* Entries supplied:
···

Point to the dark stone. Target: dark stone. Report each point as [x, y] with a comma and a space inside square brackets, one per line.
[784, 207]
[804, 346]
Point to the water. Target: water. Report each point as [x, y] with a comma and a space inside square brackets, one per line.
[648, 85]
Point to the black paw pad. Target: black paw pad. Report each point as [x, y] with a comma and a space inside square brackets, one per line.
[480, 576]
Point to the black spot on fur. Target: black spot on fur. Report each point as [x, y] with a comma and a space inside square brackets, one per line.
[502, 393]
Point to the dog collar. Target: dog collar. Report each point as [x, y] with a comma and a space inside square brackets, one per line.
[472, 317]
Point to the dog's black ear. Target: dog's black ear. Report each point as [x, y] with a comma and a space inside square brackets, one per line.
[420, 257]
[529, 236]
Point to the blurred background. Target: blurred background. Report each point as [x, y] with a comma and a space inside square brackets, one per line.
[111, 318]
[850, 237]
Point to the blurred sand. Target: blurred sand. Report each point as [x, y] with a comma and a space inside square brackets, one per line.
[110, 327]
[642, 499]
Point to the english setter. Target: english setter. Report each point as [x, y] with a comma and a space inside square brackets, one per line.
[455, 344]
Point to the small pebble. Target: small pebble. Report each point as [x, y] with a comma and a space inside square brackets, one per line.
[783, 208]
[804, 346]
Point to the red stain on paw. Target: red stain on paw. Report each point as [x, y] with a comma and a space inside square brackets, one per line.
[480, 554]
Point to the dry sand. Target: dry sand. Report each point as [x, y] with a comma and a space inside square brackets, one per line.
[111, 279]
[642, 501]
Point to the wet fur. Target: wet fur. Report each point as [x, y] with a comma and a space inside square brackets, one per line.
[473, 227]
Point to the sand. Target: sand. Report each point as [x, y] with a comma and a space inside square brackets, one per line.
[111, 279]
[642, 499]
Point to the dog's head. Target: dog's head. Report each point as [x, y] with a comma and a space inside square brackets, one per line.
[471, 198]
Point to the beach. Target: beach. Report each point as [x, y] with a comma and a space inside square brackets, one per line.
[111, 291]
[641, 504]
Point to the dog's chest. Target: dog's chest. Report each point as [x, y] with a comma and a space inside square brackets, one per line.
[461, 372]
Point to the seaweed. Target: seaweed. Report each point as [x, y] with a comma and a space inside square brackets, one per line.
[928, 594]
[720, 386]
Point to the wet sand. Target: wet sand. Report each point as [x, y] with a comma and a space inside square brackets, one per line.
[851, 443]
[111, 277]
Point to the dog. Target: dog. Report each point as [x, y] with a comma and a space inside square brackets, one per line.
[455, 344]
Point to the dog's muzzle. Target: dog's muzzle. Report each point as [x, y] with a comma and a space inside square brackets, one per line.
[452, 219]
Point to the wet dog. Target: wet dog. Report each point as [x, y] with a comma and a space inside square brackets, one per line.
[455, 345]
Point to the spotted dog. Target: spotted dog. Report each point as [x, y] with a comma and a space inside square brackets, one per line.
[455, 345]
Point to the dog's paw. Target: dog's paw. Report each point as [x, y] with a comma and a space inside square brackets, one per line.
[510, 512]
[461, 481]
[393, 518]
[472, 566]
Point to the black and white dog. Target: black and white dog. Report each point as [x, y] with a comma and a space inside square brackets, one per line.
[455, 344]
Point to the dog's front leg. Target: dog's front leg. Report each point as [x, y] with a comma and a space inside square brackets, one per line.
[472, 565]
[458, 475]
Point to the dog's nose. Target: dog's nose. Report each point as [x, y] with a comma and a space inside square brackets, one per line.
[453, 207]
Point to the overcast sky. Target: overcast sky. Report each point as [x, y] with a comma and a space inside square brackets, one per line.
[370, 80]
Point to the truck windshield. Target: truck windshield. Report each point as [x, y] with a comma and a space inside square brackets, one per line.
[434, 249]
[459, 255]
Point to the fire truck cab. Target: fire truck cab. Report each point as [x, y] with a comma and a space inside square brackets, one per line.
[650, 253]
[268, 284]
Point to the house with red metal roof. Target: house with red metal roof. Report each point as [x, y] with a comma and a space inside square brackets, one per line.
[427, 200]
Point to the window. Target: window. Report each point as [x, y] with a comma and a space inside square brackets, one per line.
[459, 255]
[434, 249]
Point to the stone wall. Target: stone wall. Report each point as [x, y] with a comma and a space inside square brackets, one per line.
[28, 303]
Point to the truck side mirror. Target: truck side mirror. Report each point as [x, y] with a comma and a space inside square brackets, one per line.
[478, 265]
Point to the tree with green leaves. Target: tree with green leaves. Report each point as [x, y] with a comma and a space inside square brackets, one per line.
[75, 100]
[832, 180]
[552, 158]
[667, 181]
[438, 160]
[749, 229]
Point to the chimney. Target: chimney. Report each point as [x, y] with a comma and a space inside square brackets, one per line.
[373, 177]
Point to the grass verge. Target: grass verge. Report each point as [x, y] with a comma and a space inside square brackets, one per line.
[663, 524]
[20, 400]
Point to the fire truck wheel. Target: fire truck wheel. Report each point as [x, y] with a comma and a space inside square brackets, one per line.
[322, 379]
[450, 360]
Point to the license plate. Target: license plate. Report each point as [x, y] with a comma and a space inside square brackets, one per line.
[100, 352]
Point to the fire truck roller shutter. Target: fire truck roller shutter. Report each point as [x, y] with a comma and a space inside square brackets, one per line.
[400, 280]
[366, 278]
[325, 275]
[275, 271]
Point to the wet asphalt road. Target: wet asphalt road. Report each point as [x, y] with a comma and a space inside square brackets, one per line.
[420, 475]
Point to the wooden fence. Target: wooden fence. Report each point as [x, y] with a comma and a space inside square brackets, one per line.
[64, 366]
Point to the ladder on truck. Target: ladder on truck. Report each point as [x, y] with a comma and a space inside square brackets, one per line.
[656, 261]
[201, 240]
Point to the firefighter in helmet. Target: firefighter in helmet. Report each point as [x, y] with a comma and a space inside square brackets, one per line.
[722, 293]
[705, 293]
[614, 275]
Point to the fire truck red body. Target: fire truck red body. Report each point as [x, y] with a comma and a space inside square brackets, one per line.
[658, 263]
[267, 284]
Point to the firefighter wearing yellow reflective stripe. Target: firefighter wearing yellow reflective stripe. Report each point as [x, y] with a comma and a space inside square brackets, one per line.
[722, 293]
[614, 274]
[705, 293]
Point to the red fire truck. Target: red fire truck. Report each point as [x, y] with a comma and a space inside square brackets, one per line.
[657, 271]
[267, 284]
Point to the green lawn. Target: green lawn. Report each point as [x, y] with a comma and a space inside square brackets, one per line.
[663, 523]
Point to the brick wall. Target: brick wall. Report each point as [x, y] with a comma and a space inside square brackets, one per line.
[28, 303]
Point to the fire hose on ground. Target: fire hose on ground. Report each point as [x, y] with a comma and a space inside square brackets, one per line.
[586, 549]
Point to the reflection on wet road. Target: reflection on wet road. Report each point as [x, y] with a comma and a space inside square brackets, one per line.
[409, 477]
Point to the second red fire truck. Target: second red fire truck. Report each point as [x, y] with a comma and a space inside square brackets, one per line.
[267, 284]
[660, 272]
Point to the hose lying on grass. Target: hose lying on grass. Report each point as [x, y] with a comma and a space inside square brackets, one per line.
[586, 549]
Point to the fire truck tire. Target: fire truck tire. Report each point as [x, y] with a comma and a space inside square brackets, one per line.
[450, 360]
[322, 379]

···

* Problem details:
Return the records above verbatim, in their entirety.

* Problem solution:
Point to the dark stone. Target: dark stone. Report each point as [x, y] with a comma and a space inside square brackets, one per line.
[784, 207]
[804, 346]
Point to the water. Target: water. Report each point as [x, y] with a comma and a space inside square brackets, one per line.
[648, 85]
Point to the black paw pad. Target: black paw pad. Report each point as [x, y] with a comma and a space inside square brackets, one per line.
[480, 576]
Point to the black spot on fur. Target: black spot on fur. Report each point as [x, y] with a comma and a space inside square brackets, one per line.
[502, 393]
Point to the dog collar. Target: dog collar. Report each point as [x, y] with a comma and a space inside square brackets, one per line.
[472, 317]
Point to the dog's black ear. Target: dog's black ear. Report each point as [x, y] with a comma and a space inside square brackets, one per line.
[420, 257]
[529, 236]
Point to the blurred background. Target: blurred background. Report each point as [x, y] with a comma and a space inside square brackets, one per line.
[111, 318]
[850, 237]
Point to the blurred sand. Target: blurred sand. Report each point as [x, y] with a comma and a space inside square brackets, one per line.
[110, 327]
[642, 499]
Point to the english setter. Target: english setter. Report each point as [x, y] with a comma and a space inside square brackets, one per line.
[455, 344]
Point to the small pebble. Target: small pebble. Report each point as [x, y] with a comma and a space inside square brackets, one per line.
[783, 208]
[804, 346]
Point to the red stain on paw. Target: red stain on paw. Report each point as [x, y] with a comma and a space inside square brackets, one per line.
[480, 554]
Point to the dry sand. Target: dry sand. Report each point as [x, y] with a comma and a space inside square brackets, one per line.
[111, 279]
[642, 501]
Point to the wet fur. Target: wet fur. Report each point as [x, y] with a comma and a space inside square brackets, one per line.
[473, 227]
Point to the sand. Target: sand. Report each point as [x, y] with a comma and a space inside square brackets, one per line.
[111, 279]
[642, 499]
Point to the dog's head. Target: dog's head. Report each point as [x, y] with a comma and a space inside square brackets, one per line.
[471, 198]
Point to the beach. Target: beach. Report each point as [x, y] with a comma and a space inside square brackets, one per line.
[111, 291]
[641, 504]
Point to the dog's chest. Target: dog's chest. Report each point as [x, y] with a comma and a space inside square brackets, one per line.
[461, 372]
Point to the seaweed. Target: seaweed. Report each point as [x, y] with a comma and a space inside square brackets, one per line.
[928, 594]
[720, 386]
Point to the wet sand. Target: wet sand. Report each point as [x, y] with a comma and a space inside square brackets, one per line.
[851, 443]
[111, 277]
Point to the dog. Target: dog. Report each point as [x, y] with a comma and a space inside square brackets, one per line.
[455, 344]
Point to the dog's muzzle. Target: dog's muzzle. Report each point as [x, y] with a comma and a space inside square brackets, one per line.
[452, 219]
Point to the wet dog. Target: wet dog. Report each point as [x, y] with a comma and a space inside square brackets, one per line.
[455, 345]
Point to the spotted dog. Target: spotted dog. Report each point as [x, y] with a comma and a space inside square brackets, one per line.
[455, 345]
Point to the dog's paw. Target: dog's paw. Report each point as [x, y] with a comma and a space inside square brackets, one per line.
[510, 512]
[461, 481]
[393, 518]
[472, 566]
Point to the black and white dog. Target: black and white dog. Report each point as [x, y] with a comma and a space inside square brackets, one per line.
[455, 344]
Point to the dog's front leg. Target: dog's front leg. Report each point as [x, y] with a comma and a space inside square brackets, one per line.
[472, 565]
[458, 475]
Point to the dog's nose. Target: dog's nose. Report each point as [x, y] with a comma and a space inside square brackets, one per line.
[453, 207]
Point to the overcast sky. Target: overcast sky. Report each point as [x, y] with a comma and a space inside square brackets, one per line.
[370, 80]
Point to the truck windshield. Target: truck windshield. Report each point as [x, y] with a comma and a space inside square brackets, one per line.
[434, 249]
[459, 255]
Point to the fire truck cab. Target: fire truck cab. Report each point as [x, y] with a comma and a space inside square brackets, one per line.
[650, 253]
[268, 284]
Point to the house with red metal roof. Target: house with red metal roof. Report each point as [x, y] with a comma and a space inside square brackets, one per line.
[427, 200]
Point to the window. Target: window. Report each point as [x, y] with a comma and a space inside square brackets, one per line.
[459, 255]
[434, 249]
Point to the stone wall. Target: stone wall. Report each point as [x, y] with a comma and a space inside square brackets, one per line.
[28, 303]
Point to the truck side mirror. Target: truck side mirror. Report each point as [x, y] with a comma and a space inside square brackets, one per line.
[478, 265]
Point to the tree with green leaves. Target: tree with green leaves. Report each point as [x, y] with a comma and a space inside square brackets, one per line.
[75, 100]
[832, 180]
[552, 158]
[667, 181]
[438, 160]
[749, 229]
Point to the chimney. Target: chimney. Report each point as [x, y] with a comma and a space inside square brackets, one per line.
[373, 177]
Point to the grass verge. Target: grass verge. Report each point as [x, y] with a comma and a space inside square brackets, one per line.
[663, 524]
[20, 400]
Point to the fire truck wheel. Target: fire truck wheel. Report each point as [x, y] with a comma and a space inside square brackets, one per line.
[322, 379]
[450, 360]
Point to the license plate. Target: license plate. Report each point as [x, y] with a comma and a space inside square brackets, one per line.
[100, 352]
Point to the fire truck roller shutter. Target: fire truck roller shutter. Report each point as [x, y] with a comma and a space inside square brackets, one per line.
[400, 280]
[366, 278]
[325, 275]
[275, 271]
Point to the wet asphalt road. Target: wet asphalt road. Report each point as [x, y] with a comma and a space inside square brackets, one per line.
[420, 475]
Point to the wooden fence. Target: wooden fence. Report each point as [x, y] with a comma and a space inside square brackets, one per line.
[64, 366]
Point to the ladder on truck. Target: ladder on truck. Report each point as [x, y] with a comma and a space inside square brackets, one per line.
[656, 261]
[201, 240]
Point to the firefighter in helmet. Target: firefighter in helmet. Report each point as [x, y] with a comma and a space inside square brackets, one per line.
[722, 293]
[705, 293]
[614, 275]
Point to the fire truck red body. Target: fire truck red body. Report each point as [x, y] with a comma and a space inside square brackets, one per line.
[658, 263]
[267, 284]
Point to the firefighter wearing yellow reflective stripe. Target: firefighter wearing yellow reflective stripe. Report each point as [x, y] with a comma and a space inside square brackets, one per line.
[722, 293]
[614, 274]
[705, 293]
Point to the red fire truck. Target: red fire truck. Report each point as [x, y] with a comma and a space inside square brackets, one per line.
[657, 271]
[267, 284]
Point to the green lawn. Target: green lawn. Report each point as [x, y] with a comma and a space inside square brackets, one per line.
[663, 523]
Point to the brick wall. Target: brick wall. Report each point as [x, y] with a comma and a space inside square brackets, one per line.
[28, 303]
Point to the fire hose on ground. Target: fire hose on ground. Report each point as [x, y] with a comma and a space inside square brackets, one per line.
[586, 549]
Point to the reflection on wet road. Target: reflection on wet road. Report each point as [x, y] with a comma and a space inside square brackets, one per line.
[409, 477]
Point to the second red fire truck. Target: second red fire truck. Report each point as [x, y] with a comma and a space inside square brackets, one per line.
[267, 284]
[660, 272]
Point to the hose lying on grass. Target: hose lying on grass. Report each point as [x, y] with a comma and a space inside square brackets, one per line.
[586, 549]
Point to the fire truck tire. Target: fire truck tire. Report each point as [x, y] with a comma and a space inside square brackets, one per line.
[450, 360]
[322, 379]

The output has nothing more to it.